> [Aim]: Rewrite the entries from the line containing "Please trace the outline of every instance of the <item>dark" through the end of the entries, replacing "top-left corner" with "upper-left corner" and leaving everything else unchanged.

+-------+

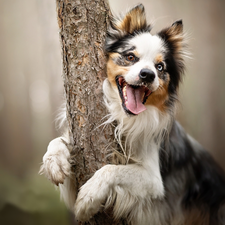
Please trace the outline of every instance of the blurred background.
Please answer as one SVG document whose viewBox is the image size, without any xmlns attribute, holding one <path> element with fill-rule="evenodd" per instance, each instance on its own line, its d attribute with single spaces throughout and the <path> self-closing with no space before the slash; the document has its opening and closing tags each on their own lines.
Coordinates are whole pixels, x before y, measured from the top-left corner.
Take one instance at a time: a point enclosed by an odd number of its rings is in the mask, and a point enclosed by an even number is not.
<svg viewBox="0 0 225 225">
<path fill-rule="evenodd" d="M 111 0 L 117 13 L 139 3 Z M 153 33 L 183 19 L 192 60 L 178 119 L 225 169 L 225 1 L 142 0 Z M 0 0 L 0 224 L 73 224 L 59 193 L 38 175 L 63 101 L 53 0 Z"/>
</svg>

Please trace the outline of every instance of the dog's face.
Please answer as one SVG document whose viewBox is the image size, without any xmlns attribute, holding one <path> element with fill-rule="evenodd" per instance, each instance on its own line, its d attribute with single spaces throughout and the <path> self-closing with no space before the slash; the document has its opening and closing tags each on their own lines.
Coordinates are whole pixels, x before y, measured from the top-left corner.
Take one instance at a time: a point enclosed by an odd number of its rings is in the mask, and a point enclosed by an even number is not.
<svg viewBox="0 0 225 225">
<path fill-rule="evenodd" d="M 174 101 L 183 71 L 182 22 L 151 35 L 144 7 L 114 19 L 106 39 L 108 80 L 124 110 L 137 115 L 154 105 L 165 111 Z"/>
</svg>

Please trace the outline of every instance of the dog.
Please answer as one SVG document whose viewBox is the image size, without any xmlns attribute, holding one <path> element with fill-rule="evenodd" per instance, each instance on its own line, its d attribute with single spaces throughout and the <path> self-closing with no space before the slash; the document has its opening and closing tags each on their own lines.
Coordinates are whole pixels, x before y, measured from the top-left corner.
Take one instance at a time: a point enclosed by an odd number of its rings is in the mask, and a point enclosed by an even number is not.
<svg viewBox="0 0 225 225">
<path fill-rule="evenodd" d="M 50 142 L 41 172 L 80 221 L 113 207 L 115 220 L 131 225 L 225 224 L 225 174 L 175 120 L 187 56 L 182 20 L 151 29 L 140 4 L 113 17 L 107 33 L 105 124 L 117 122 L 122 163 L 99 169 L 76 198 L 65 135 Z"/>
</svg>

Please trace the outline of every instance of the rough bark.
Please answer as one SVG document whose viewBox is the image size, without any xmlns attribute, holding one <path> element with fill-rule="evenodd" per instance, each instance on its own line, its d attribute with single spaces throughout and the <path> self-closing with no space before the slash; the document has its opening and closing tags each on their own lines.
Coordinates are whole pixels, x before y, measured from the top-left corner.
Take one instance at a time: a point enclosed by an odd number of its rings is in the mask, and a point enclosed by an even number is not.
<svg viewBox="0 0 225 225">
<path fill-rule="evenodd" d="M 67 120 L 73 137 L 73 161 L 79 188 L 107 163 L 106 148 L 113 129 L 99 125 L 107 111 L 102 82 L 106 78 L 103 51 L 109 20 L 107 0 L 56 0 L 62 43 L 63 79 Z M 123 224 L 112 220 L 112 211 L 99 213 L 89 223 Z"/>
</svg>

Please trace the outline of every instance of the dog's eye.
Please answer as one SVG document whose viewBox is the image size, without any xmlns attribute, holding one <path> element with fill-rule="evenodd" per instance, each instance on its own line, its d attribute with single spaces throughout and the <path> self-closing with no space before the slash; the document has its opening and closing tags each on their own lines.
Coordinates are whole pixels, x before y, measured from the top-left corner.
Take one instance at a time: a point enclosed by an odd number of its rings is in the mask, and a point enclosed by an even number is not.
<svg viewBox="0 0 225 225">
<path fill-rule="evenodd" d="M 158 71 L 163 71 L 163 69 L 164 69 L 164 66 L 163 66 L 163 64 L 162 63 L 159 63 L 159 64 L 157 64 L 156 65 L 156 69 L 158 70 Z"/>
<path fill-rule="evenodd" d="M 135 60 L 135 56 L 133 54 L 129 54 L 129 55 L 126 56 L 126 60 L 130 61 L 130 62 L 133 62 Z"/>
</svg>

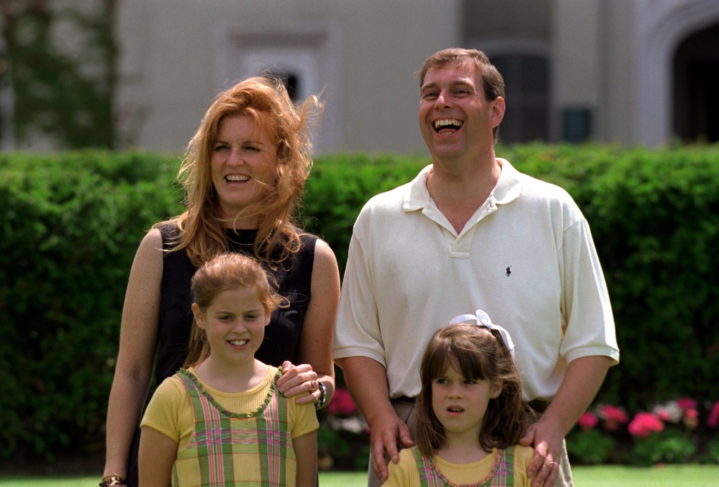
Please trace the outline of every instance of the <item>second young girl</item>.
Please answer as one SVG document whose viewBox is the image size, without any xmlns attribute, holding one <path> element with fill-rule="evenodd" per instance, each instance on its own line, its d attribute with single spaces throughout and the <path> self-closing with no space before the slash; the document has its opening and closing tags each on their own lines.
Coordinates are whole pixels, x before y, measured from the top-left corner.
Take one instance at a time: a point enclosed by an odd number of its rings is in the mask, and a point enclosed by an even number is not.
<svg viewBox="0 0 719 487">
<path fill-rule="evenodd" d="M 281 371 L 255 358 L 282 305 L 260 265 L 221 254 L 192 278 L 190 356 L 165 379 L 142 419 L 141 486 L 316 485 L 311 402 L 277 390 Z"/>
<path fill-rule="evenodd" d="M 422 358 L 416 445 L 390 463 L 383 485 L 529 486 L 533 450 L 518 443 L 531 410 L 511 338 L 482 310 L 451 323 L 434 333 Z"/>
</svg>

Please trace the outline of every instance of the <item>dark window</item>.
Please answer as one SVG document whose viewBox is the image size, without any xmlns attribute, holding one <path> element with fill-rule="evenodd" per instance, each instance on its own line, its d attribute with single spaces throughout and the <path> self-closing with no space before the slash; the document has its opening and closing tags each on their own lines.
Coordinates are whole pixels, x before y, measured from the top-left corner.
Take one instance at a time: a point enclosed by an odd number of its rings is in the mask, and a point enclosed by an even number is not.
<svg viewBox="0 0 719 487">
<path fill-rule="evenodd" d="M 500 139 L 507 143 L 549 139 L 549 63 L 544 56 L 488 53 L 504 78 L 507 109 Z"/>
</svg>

+-------+

> [Written response]:
Please trace the outline of every instance of the <item>dark window</item>.
Please answer as one SVG document whose viewBox is the image size, without any xmlns attribute, holding one <path> element with fill-rule="evenodd" per instance, each instance on its own line, its d attribute with single spaces throughout and the <path> self-closing with no space before the slash; the document has its opening and closing tags each on their own lines.
Coordinates are whole pixels, x before y, measured from the upper-left corner.
Take one instance at a time: a point enclosed by an odd number of its rings is in the mask, and a point enclosed by an even number is not.
<svg viewBox="0 0 719 487">
<path fill-rule="evenodd" d="M 500 139 L 507 143 L 549 139 L 549 63 L 544 56 L 488 53 L 504 78 L 507 109 Z"/>
</svg>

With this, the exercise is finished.